--- TEXT PROVIDED ---
::::

The search for mechanical communication with the Other Side also continues in the United States. I know a nationally famous electronics engineer, for instance, who takes the whole thing so seriously that he is now at work on a mechanical medium of his own. He is no crank; and he knows his electronics so well he can practically call them by name. Maybe he will put it over. He refuses to tell about it. "If it works out," he says, "I'll want to do a scientific paper on it."
There is a Department of Religion and Philosophy in a western university I know of, that is cautiously dipping its feet in the same waters, just to see how cold they are.
Is mechanical communication with the Spirit World a reasonable idea? Well, telekinesis, the purported ability of the mind to move material obejcts - that is to say the "power of mind over matter" - already has been demonstrated by the experiments of Rhine and others, to be at least a possiblity, and even a probability - though its existence has not yet been fully proved in the laboratory.
All of which suggests that the idea of a discarnate entity being able to operate a delicate electronic device is, at any rate, not to be regarded as a mere absurdity.

::::

--- DATA PROVIDED ---
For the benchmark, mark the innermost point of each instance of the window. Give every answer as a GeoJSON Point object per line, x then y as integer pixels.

::::

--- TO DO ---
1. Print the excerpt on mechanical communication with the spirit world word for word, starting at "Is mechanical communication" and ending at "in the laboratory.".
2. Proceed with the excerpt on mechanical communication with the spirit world, continuing after its final sentence.

--- TASK-BY-TASK ANSWERS ---
1.
Is mechanical communication with the Spirit World a reasonable idea? Well, telekinesis, the purported ability of the mind to move material obejcts - that is to say the "power of mind over matter" - already has been demonstrated by the experiments of Rhine and others, to be at least a possiblity, and even a probability - though its existence has not yet been fully proved in the laboratory.

2.
____
Now for an update: On Coast to Coast AM Christopher Moon spoke on the "spirit telephone" that works. With the help of Edison and his scientists on the Other Side they have been given instructions to tune up the phone. He said you can ask for anyone you want to speak to on the other side and they will come to the phone! Also said that spirits who want to get their 2 cents in will try to break in but they are soon evicted.
For all of you scientific type persons perhaps you can find the way to build one of these phones. Wouldn't that be wonderful to be able to speak to your love ones again? I know I would love it.
Christopher Moon was a guest on Coast to Coast AM a month ago. This is the write up about him and the Ghost Telephone.
Electronic Spirit CommunicationParanormal investigator Christopher Moon, the founder of Haunted Times Magazine, discussed 'Frank's Box,' also known as the telephone to the dead. The box, composed of used parts from various electronic devices, was originally housed in an old hollowed-out computer tower, said Moon, who has used the apparatus at a number of haunted sites, such as the Lizzie Borden House (now a B & B!) and the Mason House Inn.
Frank's Box allows for two-way communication with the other side, in a way that is more interactive than typical EVP, Moon explained. Two recordings were played on the show. He claimed he was able to communicate with Thomas Edison's co-workers (Edison never finished the spirit contact machine he was said to be working on).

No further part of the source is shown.